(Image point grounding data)
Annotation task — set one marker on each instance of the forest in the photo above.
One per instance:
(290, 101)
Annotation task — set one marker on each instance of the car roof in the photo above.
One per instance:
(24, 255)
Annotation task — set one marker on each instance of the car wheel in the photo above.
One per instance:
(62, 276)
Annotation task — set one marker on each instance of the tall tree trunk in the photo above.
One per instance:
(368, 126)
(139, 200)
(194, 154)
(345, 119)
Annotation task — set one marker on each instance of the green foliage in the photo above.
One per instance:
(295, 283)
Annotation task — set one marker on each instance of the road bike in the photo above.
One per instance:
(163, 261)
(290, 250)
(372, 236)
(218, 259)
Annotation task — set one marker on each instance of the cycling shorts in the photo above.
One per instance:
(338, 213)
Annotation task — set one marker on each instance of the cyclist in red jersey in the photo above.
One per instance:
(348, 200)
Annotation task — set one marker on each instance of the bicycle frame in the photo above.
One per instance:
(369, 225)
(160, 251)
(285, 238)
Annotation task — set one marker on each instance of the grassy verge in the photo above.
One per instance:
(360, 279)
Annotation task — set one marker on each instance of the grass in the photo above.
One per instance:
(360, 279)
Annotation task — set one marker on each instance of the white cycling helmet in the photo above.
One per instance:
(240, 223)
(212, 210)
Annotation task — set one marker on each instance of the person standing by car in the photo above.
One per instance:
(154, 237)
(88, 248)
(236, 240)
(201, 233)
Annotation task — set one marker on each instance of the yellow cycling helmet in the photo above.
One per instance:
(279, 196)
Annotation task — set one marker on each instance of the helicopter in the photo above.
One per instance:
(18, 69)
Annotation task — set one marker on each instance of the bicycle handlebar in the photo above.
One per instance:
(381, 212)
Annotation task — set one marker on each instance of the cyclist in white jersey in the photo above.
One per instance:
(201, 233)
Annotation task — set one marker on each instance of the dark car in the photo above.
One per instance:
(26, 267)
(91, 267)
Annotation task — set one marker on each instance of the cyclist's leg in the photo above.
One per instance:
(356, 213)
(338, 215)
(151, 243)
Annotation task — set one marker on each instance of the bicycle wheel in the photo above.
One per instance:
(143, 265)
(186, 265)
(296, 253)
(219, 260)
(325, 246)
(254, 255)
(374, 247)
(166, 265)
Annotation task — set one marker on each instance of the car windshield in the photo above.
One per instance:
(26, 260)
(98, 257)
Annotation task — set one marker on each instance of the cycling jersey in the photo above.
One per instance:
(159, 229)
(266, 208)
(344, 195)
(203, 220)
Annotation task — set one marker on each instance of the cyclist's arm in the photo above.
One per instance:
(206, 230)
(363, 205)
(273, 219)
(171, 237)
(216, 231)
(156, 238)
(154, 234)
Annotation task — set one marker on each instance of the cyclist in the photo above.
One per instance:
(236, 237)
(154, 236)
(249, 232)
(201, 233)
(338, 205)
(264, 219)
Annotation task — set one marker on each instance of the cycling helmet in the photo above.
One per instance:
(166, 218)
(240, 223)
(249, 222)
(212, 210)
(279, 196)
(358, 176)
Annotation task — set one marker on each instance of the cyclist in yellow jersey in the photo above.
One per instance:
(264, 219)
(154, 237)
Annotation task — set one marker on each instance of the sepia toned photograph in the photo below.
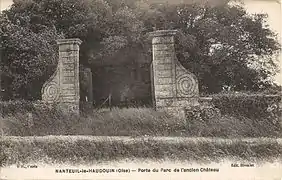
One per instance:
(140, 89)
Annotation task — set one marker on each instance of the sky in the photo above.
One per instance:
(271, 7)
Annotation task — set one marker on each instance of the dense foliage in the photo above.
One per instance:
(223, 45)
(21, 118)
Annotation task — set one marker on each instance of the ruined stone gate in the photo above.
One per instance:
(173, 87)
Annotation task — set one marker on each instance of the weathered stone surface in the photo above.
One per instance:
(63, 86)
(174, 88)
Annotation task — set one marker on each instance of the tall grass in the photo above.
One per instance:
(133, 122)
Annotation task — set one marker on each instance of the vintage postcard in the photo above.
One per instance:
(140, 89)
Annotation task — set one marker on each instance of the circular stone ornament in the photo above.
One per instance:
(186, 85)
(51, 92)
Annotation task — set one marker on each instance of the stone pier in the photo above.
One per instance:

Work instructions |
In these records, tally the lines that contain the string "stone", and give only the result.

Exercise answer |
4